Durante varios años, Benidorm ha estado en los puestos de cola de la lista de indicadores socioeconómicos elaborada por el Instituto Nacional de Estadística. Según un artículo en el periódico 20 Minutos, la razón alegada por el INE es que dichos indicadores miden «[…] la renta de las personas que tienen allí su hogar, no la de los turistas nacionales o la de los jeques adinerados que van solo de vacaciones allí en agosto. La gente que vive allí y que genera allí las rentas para sus hogares trabaja mayoritariamente en actividades como la hostelería, limpieza y otro tipo de servicios orientados al turismo. Y los sueldos en esos sectores económicos son más bajos».
Es decir, que pese a la opulencia arquitectónica —constructiva— y urbanística, Benidorm es esencialmente una versión cañí de la megalópolis ciberpunk de William Gibson. Un monstruo mutante, hipercromático y ruidoso, dividido en dos clases desiguales (servidores y servidos), pero cuya propulsión no se alimenta por drogas sintéticas, sino por sangría de calidad dudosa.
En definitiva, que Benidorm es la suma de todos los males urbanos del desarrollismo y, aparentemente, un lugar imposible de redimir.
Aparentemente.

-=-=-

▶ Enunciado
Transcribe sin ningún cambio el pasaje del texto sobre Benidorm que empieza con las palabras que contienen "Es decir, que" y concluye con "de calidad dudosa.".

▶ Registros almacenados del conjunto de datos
-=-=-

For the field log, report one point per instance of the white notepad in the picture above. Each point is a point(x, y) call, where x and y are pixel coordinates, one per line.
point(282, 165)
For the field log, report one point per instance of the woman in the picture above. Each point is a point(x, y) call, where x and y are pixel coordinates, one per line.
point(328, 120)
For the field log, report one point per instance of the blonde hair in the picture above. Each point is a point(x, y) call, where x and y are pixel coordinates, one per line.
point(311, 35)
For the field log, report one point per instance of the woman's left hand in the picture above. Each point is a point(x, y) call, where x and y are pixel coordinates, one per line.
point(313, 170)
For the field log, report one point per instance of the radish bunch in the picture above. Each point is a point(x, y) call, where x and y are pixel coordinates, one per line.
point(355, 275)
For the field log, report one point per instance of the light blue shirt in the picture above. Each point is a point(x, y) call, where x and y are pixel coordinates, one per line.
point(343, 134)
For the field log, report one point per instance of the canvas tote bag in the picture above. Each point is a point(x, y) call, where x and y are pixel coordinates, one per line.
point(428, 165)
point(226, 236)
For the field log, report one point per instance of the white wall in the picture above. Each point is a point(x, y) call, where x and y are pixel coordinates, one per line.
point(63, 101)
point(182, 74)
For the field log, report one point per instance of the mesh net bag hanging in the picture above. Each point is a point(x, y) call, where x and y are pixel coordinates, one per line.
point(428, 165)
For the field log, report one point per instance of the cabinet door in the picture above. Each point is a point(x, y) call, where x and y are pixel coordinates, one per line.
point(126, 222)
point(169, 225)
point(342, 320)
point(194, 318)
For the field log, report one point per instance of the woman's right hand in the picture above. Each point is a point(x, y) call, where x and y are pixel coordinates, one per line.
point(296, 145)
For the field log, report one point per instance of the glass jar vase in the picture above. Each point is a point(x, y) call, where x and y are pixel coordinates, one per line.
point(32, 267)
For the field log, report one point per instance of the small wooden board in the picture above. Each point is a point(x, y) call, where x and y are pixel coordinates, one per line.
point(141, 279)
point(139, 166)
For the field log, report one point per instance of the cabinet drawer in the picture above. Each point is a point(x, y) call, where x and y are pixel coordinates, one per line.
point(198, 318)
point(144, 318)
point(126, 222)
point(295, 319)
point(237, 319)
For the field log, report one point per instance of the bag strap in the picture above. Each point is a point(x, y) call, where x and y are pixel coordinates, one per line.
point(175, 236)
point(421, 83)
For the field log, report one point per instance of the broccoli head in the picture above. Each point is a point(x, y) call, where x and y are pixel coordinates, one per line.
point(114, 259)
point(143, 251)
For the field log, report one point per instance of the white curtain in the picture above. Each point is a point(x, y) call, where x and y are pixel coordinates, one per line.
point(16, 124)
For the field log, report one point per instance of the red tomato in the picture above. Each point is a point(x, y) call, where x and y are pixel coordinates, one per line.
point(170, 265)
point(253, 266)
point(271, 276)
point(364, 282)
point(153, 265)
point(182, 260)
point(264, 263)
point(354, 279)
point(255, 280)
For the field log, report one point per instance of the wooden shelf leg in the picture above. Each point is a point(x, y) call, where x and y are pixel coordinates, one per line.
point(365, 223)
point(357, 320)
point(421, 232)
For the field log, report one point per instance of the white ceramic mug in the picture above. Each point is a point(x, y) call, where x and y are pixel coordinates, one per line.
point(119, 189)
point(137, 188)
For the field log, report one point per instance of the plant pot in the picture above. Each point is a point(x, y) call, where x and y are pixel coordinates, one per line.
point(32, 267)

-=-=-

▶ Resultado del ejercicio
Es decir, que pese a la opulencia arquitectónica —constructiva— y urbanística, Benidorm es esencialmente una versión cañí de la megalópolis ciberpunk de William Gibson. Un monstruo mutante, hipercromático y ruidoso, dividido en dos clases desiguales (servidores y servidos), pero cuya propulsión no se alimenta por drogas sintéticas, sino por sangría de calidad dudosa.